- **Zestaw zadań**:
1. Gdzie według tekstu o saharyjskim pyle znajdował się w piątek niż, który kierował powietrze znad Sahary na północ?
2. Przepisz dokładnie ten fragment tekstu o saharyjskim pyle, który otwierają słowa zawierające "W sobotni poranek", a zamykają słowa "się na pomarańczowo.".

W sobotni poranek w kilku miejscowościach na skraju Pirenejów spadł deszcz, który zostawiał na szybach samochodów brudne, pyłowe ślady. Tymczasem na górskich stokach klimat z zimowego zmienił się w marsjański, a śnieg przybrał kolor głębokiego pomarańczu.
Zjawiska te związane są z przenoszeniem saharyjskiego pyłu nad Europę. Ciepłe powietrze, które płynie znad Sahary, dotarło najpierw do zachodniej części kontynentu, jednak nie jest wykluczone, że także we wschodnich regionach niebo zabarwi się na pomarańczowo.
W piątek na północny zachód od Zatoki Biskajskiej znajdował się niż i to właśnie on kierował powietrze znad Sahary w kierunku północnym, nad Francję i Pireneje.
Chmurę widać dokładnie w prognozie przepływu pyłów:
Nie pierwszy raz
Zjawisko to już kolejny raz w tym roku można obserwować nad Europą. W marcu pył saharyjski napłynął nad południowe regiony kontynentu. Niebo nad Grecją zmieniło kolor, a temperatura na Krecie wzrosła znacznie powyżej normy.

- **Dane wejściowe**:
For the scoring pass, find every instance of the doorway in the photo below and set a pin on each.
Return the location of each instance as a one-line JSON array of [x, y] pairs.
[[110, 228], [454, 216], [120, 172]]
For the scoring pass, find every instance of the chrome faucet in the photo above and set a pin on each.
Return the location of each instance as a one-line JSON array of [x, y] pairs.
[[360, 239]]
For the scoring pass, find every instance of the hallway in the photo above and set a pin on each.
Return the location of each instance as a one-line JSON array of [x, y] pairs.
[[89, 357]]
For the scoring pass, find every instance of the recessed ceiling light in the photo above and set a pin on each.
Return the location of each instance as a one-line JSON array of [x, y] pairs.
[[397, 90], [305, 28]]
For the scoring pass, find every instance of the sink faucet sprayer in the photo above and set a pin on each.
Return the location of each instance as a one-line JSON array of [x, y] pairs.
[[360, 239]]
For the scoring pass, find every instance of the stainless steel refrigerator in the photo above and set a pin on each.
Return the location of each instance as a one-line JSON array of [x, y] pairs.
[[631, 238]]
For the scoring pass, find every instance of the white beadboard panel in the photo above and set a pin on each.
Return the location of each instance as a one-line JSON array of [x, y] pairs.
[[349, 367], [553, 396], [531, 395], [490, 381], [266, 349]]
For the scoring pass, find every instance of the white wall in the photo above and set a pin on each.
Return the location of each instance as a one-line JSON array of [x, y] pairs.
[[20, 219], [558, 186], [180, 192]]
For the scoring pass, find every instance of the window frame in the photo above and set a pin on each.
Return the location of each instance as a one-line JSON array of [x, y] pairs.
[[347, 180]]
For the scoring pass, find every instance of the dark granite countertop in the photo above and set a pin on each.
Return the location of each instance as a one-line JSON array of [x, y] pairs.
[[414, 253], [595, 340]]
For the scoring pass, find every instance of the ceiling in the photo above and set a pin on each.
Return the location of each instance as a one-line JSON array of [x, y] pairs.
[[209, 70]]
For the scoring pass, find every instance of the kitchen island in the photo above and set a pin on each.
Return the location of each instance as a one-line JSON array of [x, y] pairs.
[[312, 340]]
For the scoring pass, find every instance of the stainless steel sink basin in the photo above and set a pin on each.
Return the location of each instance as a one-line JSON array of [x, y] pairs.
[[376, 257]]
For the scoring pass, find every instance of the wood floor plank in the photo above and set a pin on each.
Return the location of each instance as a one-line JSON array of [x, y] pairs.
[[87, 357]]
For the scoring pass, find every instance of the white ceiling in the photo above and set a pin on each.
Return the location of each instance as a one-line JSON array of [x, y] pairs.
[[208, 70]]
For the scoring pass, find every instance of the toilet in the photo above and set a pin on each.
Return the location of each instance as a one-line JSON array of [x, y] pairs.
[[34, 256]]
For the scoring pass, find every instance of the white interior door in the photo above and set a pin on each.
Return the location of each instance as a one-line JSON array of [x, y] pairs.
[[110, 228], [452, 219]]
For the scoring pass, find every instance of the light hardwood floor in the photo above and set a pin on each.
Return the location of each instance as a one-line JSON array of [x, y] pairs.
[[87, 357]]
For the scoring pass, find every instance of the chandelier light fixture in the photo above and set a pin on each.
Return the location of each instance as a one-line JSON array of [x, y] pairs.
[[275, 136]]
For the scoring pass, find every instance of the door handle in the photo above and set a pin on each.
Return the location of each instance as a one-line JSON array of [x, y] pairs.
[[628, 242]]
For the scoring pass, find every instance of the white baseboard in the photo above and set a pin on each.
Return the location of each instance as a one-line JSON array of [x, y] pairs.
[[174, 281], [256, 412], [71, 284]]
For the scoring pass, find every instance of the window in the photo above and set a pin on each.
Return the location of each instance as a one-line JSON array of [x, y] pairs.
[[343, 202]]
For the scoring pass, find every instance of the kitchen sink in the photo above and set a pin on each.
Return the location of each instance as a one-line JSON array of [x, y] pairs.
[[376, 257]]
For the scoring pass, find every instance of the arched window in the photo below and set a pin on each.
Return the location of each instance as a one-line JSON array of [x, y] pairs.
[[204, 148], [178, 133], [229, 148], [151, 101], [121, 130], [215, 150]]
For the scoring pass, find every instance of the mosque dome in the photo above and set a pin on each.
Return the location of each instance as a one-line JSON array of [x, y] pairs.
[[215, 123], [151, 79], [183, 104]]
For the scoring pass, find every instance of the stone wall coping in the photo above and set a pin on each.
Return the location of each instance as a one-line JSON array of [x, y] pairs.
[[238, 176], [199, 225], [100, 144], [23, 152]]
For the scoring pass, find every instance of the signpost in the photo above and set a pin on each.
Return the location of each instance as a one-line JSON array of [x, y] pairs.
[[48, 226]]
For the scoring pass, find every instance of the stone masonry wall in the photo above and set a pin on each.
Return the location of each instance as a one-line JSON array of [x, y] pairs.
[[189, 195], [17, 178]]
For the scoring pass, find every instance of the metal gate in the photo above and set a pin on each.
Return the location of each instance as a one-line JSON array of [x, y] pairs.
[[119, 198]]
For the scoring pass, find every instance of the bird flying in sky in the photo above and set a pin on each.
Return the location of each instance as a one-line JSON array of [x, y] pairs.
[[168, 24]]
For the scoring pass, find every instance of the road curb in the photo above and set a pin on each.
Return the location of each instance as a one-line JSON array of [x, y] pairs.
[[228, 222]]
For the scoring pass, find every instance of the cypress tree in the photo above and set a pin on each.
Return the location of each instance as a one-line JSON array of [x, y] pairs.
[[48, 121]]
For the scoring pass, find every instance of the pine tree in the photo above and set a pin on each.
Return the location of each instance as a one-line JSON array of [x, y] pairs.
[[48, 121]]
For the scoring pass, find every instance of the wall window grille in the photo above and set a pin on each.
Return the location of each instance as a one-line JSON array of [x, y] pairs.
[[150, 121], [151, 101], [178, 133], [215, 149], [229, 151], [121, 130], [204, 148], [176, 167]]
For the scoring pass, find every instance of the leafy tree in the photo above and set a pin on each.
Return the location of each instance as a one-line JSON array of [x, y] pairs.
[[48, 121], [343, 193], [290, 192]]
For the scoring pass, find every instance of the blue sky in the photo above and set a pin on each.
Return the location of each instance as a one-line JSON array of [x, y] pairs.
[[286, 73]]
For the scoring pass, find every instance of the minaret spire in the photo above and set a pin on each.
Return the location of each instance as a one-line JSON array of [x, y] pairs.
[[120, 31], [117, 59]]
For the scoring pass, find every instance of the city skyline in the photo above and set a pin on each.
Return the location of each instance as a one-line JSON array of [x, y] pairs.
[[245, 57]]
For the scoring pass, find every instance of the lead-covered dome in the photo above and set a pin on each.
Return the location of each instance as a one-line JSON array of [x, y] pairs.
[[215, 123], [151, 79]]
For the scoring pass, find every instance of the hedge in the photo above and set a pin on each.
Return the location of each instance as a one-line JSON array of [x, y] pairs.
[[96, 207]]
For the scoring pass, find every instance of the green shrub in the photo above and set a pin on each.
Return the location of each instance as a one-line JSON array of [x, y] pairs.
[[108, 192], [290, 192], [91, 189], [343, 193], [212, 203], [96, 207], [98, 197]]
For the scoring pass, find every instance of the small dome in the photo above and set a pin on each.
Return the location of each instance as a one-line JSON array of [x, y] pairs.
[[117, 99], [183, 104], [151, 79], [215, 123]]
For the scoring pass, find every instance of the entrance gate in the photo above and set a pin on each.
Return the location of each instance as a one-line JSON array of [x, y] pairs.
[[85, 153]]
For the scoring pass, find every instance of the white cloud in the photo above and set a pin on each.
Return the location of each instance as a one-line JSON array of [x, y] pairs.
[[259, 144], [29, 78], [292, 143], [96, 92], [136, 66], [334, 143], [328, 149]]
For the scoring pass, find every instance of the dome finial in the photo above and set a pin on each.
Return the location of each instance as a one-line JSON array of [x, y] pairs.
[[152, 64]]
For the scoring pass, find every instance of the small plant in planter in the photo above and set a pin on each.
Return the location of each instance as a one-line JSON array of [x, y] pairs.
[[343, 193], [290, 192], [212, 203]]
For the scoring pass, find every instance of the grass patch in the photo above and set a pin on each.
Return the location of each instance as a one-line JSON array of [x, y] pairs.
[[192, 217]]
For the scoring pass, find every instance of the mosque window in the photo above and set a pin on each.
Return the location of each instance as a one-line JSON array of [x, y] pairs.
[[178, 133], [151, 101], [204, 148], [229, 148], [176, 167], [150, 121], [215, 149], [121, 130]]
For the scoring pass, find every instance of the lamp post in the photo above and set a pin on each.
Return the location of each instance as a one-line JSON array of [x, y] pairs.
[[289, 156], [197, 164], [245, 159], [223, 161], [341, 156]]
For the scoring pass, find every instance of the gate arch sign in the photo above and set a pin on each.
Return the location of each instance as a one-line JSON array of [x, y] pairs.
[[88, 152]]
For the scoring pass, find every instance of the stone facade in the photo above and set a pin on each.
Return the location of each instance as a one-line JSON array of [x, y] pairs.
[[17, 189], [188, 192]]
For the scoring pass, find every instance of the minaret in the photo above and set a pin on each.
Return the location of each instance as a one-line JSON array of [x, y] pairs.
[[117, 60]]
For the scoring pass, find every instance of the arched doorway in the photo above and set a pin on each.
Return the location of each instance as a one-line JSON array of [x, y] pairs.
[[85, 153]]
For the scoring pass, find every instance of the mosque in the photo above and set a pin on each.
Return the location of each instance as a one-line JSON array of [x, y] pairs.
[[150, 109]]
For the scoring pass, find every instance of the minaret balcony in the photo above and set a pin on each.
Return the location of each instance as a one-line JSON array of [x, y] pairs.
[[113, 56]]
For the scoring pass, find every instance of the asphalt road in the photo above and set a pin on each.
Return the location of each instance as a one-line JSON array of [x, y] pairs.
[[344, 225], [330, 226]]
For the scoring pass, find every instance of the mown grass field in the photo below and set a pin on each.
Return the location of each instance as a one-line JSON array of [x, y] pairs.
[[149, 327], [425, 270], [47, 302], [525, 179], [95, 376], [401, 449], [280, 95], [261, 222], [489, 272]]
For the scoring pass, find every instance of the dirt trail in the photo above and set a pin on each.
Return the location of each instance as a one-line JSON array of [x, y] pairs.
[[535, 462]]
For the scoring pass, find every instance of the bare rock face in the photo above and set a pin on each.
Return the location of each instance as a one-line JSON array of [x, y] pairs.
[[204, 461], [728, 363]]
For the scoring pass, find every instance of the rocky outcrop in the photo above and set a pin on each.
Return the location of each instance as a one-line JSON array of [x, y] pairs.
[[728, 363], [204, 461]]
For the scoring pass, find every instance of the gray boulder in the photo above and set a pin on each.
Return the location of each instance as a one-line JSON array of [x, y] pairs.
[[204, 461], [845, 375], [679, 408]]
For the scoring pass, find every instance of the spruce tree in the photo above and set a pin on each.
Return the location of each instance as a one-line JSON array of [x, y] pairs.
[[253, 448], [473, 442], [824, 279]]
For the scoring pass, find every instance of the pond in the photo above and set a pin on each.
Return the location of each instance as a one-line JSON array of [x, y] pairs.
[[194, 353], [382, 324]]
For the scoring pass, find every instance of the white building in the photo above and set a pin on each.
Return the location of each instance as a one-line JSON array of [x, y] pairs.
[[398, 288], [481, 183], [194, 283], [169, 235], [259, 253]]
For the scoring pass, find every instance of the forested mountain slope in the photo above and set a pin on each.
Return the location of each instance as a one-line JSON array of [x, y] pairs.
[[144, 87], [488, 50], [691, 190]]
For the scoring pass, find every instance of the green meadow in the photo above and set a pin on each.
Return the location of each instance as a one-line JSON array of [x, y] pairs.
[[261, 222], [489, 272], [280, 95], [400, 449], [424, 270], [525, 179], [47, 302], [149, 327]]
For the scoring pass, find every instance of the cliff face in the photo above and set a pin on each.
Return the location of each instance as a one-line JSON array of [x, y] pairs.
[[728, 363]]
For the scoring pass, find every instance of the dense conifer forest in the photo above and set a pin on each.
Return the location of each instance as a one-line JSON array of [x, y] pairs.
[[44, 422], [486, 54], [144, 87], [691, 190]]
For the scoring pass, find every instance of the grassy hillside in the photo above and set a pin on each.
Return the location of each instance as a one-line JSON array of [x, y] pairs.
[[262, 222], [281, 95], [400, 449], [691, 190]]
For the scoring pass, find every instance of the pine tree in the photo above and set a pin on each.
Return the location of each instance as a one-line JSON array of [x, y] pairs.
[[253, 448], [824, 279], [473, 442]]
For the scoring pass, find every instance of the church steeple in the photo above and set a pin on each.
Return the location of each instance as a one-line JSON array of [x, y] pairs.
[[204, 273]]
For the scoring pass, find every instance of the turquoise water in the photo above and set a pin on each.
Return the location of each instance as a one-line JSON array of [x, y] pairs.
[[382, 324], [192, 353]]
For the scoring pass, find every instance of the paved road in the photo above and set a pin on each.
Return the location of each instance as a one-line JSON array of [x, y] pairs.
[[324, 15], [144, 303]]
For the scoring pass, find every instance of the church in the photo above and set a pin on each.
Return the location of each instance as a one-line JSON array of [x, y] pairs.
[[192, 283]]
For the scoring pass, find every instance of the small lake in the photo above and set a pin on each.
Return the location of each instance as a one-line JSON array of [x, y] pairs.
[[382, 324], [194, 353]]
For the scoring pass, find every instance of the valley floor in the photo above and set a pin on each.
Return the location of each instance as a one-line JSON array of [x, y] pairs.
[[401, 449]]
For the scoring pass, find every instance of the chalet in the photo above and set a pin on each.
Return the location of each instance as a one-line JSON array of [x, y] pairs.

- **Udzielone odpowiedzi**:
1. Na północny zachód od Zatoki Biskajskiej.

2.
W sobotni poranek w kilku miejscowościach na skraju Pirenejów spadł deszcz, który zostawiał na szybach samochodów brudne, pyłowe ślady. Tymczasem na górskich stokach klimat z zimowego zmienił się w marsjański, a śnieg przybrał kolor głębokiego pomarańczu.
Zjawiska te związane są z przenoszeniem saharyjskiego pyłu nad Europę. Ciepłe powietrze, które płynie znad Sahary, dotarło najpierw do zachodniej części kontynentu, jednak nie jest wykluczone, że także we wschodnich regionach niebo zabarwi się na pomarańczowo.